> _Zu erledigende Aufgaben_:
• 1. In welchem Jahr wurde laut dem Text zur Gewässerverschmutzung das erste Gewässerschutzgesetz auf Bundesebene erlassen?
• 2. Gib aus dem Text zur Gewässerverschmutzung den Abschnitt wortgetreu wieder, der bei „Es waren die“ beginnt und bei „und das Fachwissen.“ endet.

Es waren die Fischer, die die Gefahren der Wasserverschmutzung früh erkannten. Sie erwirkten bereits Ende des 18. Jahrhunderts ein Gesetz, welches die Entsorgung von Fabrikabfällen einschränkte. Es bewirkte wenig, noch jahrzehntelang überliess man den Abfall dem nahen Fliessgewässer. Lange fehlte der politische Wille und das Fachwissen.

1957 wurde dann das erste Gewässerschutzgesetz auf Bundesebene erlassen, doch erst in den Sechzigerjahren kam der Bau einer modernen Kanalisation mit Kläranlagen richtig in Schwung. Gerade zum richtigen Zeitpunkt: Abwässer aus den Privathaushalten waren mit hohem Phosphorgehalt aus Waschmitteln belastet, hinzu kamen Pestizide, Nitrate sowie giftige Gülle aus der Landwirtschaft. Textil-, Papier- und Chemiefabriken sowie Gerbereien leiteten ihr Abwasser ebenfalls oft ungereinigt in die Gewässer. Kurz: Den Flüssen und Seen ging es dreckig. Schäumende Bäche, überdüngte Seen sowie Fischsterben waren sichtbare Folgen. Und auch das Grundwasser war vielerorts belastet: So berichteten etwa 1962 auf dem Reiat stationierte Soldaten, ihr Wasser für Suppe und Kaffee stinke stark nach Jauche. Kein Wunder: Das Abwasser der Gemeinde Merishausen und auf den Wiesen ausgebrachte Gülle versickerten im Boden und fanden den Weg ins Grundwasser.

(Daten zur Objektverortung in natürlicher Sprache)
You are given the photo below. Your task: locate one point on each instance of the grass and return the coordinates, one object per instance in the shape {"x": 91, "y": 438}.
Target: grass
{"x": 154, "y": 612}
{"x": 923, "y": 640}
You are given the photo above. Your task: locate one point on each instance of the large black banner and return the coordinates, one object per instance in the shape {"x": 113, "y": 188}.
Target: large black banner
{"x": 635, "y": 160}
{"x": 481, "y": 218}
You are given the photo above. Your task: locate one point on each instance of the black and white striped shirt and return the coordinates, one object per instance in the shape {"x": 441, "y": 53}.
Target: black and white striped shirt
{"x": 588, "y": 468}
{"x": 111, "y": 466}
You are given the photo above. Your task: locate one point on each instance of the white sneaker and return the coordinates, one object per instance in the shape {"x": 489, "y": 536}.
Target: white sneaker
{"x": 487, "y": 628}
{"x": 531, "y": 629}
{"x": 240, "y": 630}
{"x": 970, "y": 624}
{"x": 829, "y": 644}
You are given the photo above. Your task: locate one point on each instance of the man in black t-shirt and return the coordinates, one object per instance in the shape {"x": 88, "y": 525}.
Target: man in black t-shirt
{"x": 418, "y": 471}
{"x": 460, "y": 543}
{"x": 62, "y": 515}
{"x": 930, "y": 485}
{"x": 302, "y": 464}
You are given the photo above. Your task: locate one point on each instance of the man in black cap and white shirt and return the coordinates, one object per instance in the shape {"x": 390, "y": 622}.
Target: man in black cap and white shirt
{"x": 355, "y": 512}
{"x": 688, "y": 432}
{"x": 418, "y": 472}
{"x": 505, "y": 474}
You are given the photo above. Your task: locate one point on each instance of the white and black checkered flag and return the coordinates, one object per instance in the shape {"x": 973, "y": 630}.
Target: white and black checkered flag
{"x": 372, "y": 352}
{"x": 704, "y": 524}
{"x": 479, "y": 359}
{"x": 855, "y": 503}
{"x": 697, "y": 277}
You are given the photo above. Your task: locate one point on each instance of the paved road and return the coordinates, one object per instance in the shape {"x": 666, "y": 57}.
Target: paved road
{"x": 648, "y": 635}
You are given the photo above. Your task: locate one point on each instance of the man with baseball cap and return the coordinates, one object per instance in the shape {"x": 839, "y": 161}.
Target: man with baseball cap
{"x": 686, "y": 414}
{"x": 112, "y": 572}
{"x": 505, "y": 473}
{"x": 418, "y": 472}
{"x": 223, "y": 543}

> _Lösungen_:
• 1. Das erste Gewässerschutzgesetz auf Bundesebene wurde 1957 erlassen.

• 2.
Es waren die Fischer, die die Gefahren der Wasserverschmutzung früh erkannten. Sie erwirkten bereits Ende des 18. Jahrhunderts ein Gesetz, welches die Entsorgung von Fabrikabfällen einschränkte. Es bewirkte wenig, noch jahrzehntelang überliess man den Abfall dem nahen Fliessgewässer. Lange fehlte der politische Wille und das Fachwissen.